• _To be done_
Could you write out word for word the passage from the mailing-list reply on heavy disk I/O hangs, starting at "On Mon, 10 Jun" and ending at "already fixed there."?

• _Document segment_
Date: Mon, 10 Jun 2013 01:10:00 GMT From: Bruce Evans <brde@optusnet.com.au> To: freebsd-bugs@FreeBSD.org Subject: Re: kern/178997: Heavy disk I/O may hang system Message-ID: <201306100110.r5A1A0FM076378@freefall.freebsd.org>
next in thread | raw e-mail | index | archive | help
The following reply was made to PR kern/178997; it has been noted by GNATS.
From: Bruce Evans <brde@optusnet.com.au>
To: Klaus Weber <fbsd-bugs-2013-1@unix-admin.de>
Cc: freebsd-gnats-submit@FreeBSD.org
Subject: Re: kern/178997: Heavy disk I/O may hang system
Date: Mon, 10 Jun 2013 11:00:29 +1000 (EST)
On Mon, 10 Jun 2013, Klaus Weber wrote:
> On Tue, Jun 04, 2013 at 07:09:59AM +1000, Bruce Evans wrote:
>> On Fri, 31 May 2013, Klaus Weber wrote:
This thread is getting very long, and I will only summarize a couple
of things that I found last week here. Maybe more later.
o Everything seems to be working as well as intended (not very well)
except in bufdaemon and friends. Perhaps it is already fixed there.
I forgot to check which version of FreeBSD you are using. You may
be missing some important fixes. There were some by kib@ a few
months ago, and some by jeff@ after this thread started. I don't
run any version of FreeBSD new enough to have these, and the version
that I run also doesn't seem to have any serious bugs in bufdaemon.

• _Dataset section_

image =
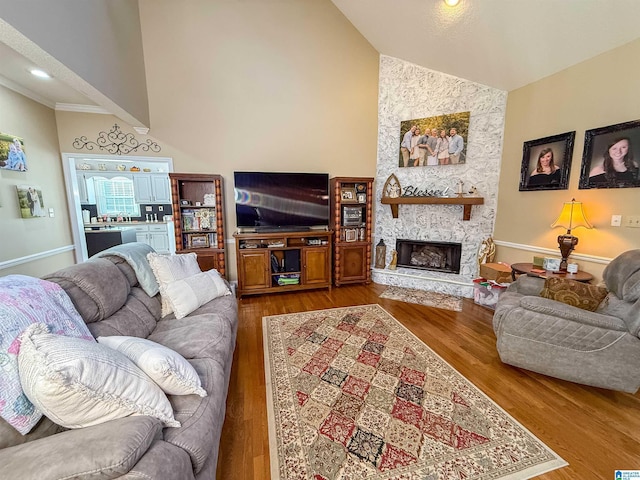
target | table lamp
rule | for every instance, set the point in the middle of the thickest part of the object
(570, 217)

• _Result of the task_
On Mon, 10 Jun 2013, Klaus Weber wrote:
> On Tue, Jun 04, 2013 at 07:09:59AM +1000, Bruce Evans wrote:
>> On Fri, 31 May 2013, Klaus Weber wrote:
This thread is getting very long, and I will only summarize a couple
of things that I found last week here. Maybe more later.
o Everything seems to be working as well as intended (not very well)
except in bufdaemon and friends. Perhaps it is already fixed there.